Work instructions:
Pull out every line in the entries below that contains the word "blouse" and copy each one in full.

──────── Task input

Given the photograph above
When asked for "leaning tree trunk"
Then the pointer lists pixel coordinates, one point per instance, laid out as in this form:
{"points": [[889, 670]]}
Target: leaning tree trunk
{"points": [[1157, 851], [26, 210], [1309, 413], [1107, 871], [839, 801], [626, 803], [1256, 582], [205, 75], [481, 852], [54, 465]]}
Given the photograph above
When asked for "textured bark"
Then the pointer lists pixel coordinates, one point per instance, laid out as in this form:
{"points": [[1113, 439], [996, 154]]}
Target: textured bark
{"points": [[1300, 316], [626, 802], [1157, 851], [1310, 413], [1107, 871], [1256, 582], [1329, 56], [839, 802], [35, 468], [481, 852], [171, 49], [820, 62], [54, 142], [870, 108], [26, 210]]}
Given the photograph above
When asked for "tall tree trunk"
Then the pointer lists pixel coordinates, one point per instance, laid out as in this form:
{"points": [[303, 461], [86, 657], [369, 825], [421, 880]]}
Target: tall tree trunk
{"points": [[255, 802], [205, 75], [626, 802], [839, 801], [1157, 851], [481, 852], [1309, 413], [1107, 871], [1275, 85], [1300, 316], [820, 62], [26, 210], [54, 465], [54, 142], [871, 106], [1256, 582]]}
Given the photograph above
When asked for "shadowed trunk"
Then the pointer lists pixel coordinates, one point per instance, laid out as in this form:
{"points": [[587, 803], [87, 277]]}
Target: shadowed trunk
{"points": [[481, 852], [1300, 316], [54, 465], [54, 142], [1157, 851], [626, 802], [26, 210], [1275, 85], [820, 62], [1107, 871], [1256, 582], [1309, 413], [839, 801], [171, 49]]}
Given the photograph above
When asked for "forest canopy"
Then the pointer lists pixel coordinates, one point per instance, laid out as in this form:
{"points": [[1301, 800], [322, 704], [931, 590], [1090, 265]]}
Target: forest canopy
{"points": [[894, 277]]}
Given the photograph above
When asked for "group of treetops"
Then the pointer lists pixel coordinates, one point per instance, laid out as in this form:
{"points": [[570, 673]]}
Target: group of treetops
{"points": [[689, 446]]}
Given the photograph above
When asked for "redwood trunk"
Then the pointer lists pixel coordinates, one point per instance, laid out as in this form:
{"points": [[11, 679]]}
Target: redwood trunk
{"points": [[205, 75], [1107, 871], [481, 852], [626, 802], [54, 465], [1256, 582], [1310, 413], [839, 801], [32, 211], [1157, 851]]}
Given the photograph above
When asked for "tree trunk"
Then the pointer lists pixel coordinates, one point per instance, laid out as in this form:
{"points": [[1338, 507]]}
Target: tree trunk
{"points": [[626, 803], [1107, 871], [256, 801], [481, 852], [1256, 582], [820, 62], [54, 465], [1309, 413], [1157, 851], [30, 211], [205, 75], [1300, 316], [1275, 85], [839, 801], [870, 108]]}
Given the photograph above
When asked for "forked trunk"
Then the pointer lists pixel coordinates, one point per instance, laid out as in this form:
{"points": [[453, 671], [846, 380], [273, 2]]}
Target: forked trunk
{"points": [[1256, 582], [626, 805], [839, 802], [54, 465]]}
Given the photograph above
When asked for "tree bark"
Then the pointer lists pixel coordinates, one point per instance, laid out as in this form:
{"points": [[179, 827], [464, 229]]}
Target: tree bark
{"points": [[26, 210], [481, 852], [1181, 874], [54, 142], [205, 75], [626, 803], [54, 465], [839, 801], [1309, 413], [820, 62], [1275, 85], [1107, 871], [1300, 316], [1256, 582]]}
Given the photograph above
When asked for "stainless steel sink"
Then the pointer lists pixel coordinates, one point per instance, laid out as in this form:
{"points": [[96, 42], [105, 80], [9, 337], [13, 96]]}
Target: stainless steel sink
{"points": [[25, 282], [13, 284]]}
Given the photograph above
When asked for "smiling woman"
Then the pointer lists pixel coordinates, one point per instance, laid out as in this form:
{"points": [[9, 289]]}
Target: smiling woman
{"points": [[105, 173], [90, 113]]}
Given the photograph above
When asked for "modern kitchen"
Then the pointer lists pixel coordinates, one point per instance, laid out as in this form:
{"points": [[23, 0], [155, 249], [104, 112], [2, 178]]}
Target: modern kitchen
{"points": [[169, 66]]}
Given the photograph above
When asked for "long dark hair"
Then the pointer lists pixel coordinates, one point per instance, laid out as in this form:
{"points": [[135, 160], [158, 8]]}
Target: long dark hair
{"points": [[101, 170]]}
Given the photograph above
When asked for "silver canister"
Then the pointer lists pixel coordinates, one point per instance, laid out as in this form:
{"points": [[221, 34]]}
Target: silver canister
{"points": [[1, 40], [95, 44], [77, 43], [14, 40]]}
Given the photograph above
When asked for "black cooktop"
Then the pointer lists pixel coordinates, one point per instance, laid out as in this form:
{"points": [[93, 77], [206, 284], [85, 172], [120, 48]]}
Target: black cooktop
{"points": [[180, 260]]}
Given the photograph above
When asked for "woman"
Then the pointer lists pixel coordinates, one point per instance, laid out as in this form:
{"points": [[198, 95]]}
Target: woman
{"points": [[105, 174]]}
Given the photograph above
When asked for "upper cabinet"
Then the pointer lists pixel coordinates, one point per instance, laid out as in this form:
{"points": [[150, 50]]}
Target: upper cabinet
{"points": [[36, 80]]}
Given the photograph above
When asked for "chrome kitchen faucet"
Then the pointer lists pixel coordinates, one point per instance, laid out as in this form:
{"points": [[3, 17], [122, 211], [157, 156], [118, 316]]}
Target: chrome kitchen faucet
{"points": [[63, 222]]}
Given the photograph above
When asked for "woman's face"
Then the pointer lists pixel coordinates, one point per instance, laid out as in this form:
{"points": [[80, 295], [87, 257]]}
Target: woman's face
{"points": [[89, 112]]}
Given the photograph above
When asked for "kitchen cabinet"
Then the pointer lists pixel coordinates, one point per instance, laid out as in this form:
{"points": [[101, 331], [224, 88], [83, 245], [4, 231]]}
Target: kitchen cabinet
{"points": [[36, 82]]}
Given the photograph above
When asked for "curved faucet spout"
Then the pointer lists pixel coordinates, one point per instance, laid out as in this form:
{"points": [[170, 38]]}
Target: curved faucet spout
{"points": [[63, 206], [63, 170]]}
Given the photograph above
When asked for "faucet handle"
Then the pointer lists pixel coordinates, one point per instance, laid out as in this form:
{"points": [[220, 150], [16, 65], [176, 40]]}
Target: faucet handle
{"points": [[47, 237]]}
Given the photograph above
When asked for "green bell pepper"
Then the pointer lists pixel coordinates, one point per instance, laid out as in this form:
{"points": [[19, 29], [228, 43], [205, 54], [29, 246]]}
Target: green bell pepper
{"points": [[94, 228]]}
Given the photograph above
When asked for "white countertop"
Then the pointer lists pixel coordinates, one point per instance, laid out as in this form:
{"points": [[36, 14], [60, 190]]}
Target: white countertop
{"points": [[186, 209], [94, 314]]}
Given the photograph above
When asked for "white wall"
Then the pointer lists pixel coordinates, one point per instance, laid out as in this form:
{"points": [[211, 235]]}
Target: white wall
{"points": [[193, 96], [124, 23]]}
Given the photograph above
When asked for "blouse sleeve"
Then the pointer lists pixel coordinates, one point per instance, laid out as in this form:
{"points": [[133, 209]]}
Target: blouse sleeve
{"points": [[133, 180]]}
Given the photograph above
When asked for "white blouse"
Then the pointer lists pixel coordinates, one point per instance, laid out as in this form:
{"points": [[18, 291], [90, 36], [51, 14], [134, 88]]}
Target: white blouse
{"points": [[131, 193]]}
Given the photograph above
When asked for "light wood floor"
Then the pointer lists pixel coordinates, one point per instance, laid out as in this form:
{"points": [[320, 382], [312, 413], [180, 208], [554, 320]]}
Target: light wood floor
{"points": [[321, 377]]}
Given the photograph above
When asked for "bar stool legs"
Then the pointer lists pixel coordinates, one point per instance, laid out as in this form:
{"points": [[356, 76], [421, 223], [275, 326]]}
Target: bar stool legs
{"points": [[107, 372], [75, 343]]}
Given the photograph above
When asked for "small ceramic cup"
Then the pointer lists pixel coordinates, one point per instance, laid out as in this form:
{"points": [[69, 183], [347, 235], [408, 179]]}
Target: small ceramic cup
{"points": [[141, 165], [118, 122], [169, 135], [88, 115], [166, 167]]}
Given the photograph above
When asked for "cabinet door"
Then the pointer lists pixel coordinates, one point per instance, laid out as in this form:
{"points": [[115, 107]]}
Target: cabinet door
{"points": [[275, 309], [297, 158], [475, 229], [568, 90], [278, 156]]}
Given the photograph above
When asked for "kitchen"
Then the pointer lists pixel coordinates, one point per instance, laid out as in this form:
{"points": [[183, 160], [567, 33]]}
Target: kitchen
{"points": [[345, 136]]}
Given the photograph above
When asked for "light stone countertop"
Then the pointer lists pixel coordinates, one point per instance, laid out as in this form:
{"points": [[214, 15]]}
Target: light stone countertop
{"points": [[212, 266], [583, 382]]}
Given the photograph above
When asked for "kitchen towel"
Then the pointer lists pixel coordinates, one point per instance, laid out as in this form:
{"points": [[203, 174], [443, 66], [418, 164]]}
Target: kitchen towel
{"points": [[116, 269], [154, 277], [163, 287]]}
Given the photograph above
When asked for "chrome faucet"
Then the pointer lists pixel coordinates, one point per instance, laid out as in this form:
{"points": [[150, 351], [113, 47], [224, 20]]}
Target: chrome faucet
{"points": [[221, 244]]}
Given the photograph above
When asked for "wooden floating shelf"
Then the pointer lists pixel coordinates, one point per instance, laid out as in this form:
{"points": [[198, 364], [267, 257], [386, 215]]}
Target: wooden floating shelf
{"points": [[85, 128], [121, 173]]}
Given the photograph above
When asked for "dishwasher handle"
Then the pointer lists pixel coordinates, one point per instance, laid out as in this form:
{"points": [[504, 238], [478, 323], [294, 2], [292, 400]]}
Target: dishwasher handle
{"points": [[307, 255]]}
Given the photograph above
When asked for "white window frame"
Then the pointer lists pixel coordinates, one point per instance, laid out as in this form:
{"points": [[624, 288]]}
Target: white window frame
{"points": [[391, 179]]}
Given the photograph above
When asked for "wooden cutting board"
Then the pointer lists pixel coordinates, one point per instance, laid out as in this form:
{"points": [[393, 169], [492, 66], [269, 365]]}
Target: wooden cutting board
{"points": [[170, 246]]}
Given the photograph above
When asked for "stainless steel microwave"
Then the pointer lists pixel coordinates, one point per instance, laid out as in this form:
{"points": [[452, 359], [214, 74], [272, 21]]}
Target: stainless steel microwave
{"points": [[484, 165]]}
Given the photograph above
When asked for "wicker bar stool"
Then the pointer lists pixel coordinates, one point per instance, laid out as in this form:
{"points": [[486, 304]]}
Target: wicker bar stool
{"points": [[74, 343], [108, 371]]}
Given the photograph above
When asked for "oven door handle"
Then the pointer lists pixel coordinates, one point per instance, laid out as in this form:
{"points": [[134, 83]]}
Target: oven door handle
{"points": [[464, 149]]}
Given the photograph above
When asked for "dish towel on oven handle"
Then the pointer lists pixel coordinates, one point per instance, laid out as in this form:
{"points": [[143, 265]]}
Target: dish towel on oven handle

────────────────

Response:
When asked for "blouse sleeve"
Target: blouse sleeve
When asked for "white blouse"
Target: white blouse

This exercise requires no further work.